━━━━━ Text segment ━━━━━

At the time we just called it hardcore. But it was very much metal/grind looking back….We even had a reviewer compare us to Mine once and say that we had that "emo" sound….Most people nowadays when you say metalcore think of kids in sideways hats and grills. We were far from that. We grew up in the ebullition PC era of things but had a way more punk scumbag attitude. So, it was very much more different than the metal scene cause we had politics and DIY and all that other stuff.
Setting Fire to Sinking Ships isn’t Unruh’s first album, and isn’t too different from its predecessor, Misery Strengthened Faith. Both are maelstroms of chainsaw guitars and throaty pterodactyl screams, but sitting at eight tracks to Misery’s eighteen, Sinking Ships offers a true “less is more” experience, trading burst-fire runtimes for longer compositions in a more digestible package. Although it may not appear so at first listen, these songs are chock-full of accents and detours: the folksy intro on “A Spoonful of Tar” and the soundbytes on “Complex” are obvious, and Misery’s fierce sociopolitical rhetoric carries over, too. It’s blatant on “Layman’s Gallows” (“One hundred and twenty families / displaced in a fiscal year / How can you look / yourself in the mirror?”), but for the most part, Unruh nicely balance the political with the personal without ever coming off false or gimmicky. They’re at the greatest risk of doing so on “Complex,” which opens with the following exchange, but some intelligent songwriting saves the day:
Woman: Where the fuck have you been?

━━━━━ Source material ━━━━━

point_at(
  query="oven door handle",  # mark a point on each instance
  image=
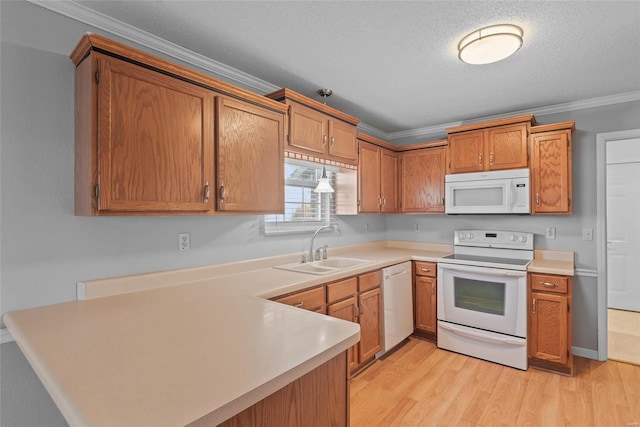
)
(484, 270)
(480, 336)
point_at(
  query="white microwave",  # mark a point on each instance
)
(494, 192)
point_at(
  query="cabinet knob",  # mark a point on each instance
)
(207, 192)
(222, 192)
(549, 284)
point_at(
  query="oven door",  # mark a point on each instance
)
(486, 298)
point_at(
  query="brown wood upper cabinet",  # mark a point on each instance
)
(146, 132)
(501, 144)
(422, 180)
(318, 130)
(551, 168)
(144, 140)
(377, 179)
(250, 157)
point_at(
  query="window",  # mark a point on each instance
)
(304, 210)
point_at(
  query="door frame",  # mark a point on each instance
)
(601, 224)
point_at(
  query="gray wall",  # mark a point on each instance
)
(46, 250)
(589, 122)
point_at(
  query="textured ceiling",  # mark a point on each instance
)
(394, 64)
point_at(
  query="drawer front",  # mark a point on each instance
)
(309, 300)
(424, 268)
(548, 283)
(342, 289)
(369, 281)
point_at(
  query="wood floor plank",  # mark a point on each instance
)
(422, 385)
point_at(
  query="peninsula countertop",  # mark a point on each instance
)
(168, 348)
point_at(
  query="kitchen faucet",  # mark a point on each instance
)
(310, 256)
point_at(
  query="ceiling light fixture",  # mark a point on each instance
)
(324, 186)
(490, 44)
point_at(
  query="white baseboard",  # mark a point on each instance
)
(585, 352)
(5, 336)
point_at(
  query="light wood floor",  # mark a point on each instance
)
(624, 336)
(421, 385)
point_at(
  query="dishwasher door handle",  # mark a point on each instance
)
(397, 274)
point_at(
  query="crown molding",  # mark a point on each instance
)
(602, 101)
(106, 23)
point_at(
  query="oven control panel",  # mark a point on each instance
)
(494, 239)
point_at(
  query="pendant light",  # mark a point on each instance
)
(490, 44)
(323, 183)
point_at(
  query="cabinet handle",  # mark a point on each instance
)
(222, 192)
(207, 192)
(549, 284)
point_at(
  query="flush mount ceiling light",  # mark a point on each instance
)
(490, 44)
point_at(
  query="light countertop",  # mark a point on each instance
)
(168, 348)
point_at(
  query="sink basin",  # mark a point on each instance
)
(326, 266)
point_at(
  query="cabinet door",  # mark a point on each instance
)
(507, 147)
(307, 129)
(548, 328)
(155, 141)
(551, 172)
(389, 169)
(369, 178)
(466, 151)
(426, 316)
(250, 158)
(422, 181)
(370, 324)
(343, 143)
(346, 310)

━━━━━

Exercise instructions =
[A] According to the passage on Unruh, how many tracks does Setting Fire to Sinking Ships have?
[B] Collect each line of the listing that contains the string "floor".

Answers for this exercise =
[A] Eight tracks.

[B]
  query="wood floor plank",  # mark a point on each instance
  query="light wood floor",  # mark a point on each instance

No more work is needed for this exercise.